EXERCISE:
Reproduce the full listing that appears beneath this instruction exactly.
_ _ _ _ _
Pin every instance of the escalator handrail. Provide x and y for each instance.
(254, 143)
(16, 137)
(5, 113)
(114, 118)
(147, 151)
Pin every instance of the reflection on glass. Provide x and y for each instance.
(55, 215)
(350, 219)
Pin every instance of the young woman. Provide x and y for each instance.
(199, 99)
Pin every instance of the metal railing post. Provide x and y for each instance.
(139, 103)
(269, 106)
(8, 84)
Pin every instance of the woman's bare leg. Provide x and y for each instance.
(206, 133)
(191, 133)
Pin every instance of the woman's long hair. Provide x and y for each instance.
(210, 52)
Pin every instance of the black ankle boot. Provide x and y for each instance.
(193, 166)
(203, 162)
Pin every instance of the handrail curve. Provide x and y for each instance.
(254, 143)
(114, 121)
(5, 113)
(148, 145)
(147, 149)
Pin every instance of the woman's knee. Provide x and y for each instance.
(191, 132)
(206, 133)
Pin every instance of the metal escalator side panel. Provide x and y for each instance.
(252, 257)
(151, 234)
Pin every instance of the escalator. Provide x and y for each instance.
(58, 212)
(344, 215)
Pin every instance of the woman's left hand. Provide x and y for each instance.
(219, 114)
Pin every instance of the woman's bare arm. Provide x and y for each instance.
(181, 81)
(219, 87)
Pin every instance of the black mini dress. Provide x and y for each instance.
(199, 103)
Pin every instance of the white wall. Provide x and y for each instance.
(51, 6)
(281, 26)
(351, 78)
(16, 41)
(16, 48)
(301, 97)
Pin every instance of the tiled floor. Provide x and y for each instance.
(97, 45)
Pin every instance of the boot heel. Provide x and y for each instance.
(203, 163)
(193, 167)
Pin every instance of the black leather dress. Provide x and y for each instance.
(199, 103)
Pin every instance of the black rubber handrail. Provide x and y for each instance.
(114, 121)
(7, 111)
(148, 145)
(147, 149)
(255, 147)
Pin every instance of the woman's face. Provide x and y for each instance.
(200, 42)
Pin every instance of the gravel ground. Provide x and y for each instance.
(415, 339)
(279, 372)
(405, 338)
_ _ _ _ _
OUTPUT:
Pin every instance of the escalator handrail. Provide x and y for each instance.
(254, 143)
(16, 137)
(5, 113)
(114, 118)
(147, 151)
Pin every instance of the reflection on glass. Provide x and y for each instance.
(55, 215)
(350, 219)
Pin every instance of the young woman. Provide x and y for each instance.
(199, 99)
Pin every instance of the metal railing post. Provide x and y for each instance.
(139, 103)
(269, 106)
(8, 84)
Pin every instance of the woman's bare leg. Provide x and y for each instance.
(206, 133)
(191, 133)
Pin every instance of the woman's long hair. Provide x and y for each instance.
(210, 52)
Pin every instance of the black ankle boot. Provide x and y for each instance.
(193, 166)
(203, 162)
Pin every instance of the handrail curve. Provide x and y for each instance.
(254, 143)
(114, 121)
(5, 113)
(148, 145)
(147, 149)
Pin every instance of the woman's knee. Provide x and y for each instance.
(191, 132)
(206, 133)
Pin every instance of the metal escalator side panel. Provide x and y for each instance.
(252, 257)
(151, 234)
Pin every instance of the escalator. Provide x and y for each instance.
(58, 212)
(344, 215)
Pin every instance of the woman's left hand. Provide x and y for each instance.
(219, 114)
Pin every instance of the woman's bare arm. Provide x and y for each instance.
(181, 81)
(219, 87)
Pin every instance of the black mini dress. Provide x and y for each instance.
(199, 103)
Pin every instance of the white wall. Provide x and y for each instance.
(51, 6)
(281, 26)
(351, 78)
(16, 41)
(16, 48)
(301, 97)
Pin every instance of the tiled floor. Provide x and y for each instance.
(97, 45)
Pin every instance of the boot heel. Provide x and y for each instance.
(203, 163)
(193, 167)
Pin every instance of the black leather dress. Provide x and y for each instance.
(199, 103)
Pin every instance of the black rubber handrail. Provide x and y for each instance.
(114, 121)
(7, 111)
(148, 145)
(147, 149)
(255, 147)
Pin every instance of the woman's face. Provide x and y for each instance.
(200, 42)
Pin every instance of the gravel ground. Provide x and y for each instance.
(415, 339)
(279, 372)
(405, 338)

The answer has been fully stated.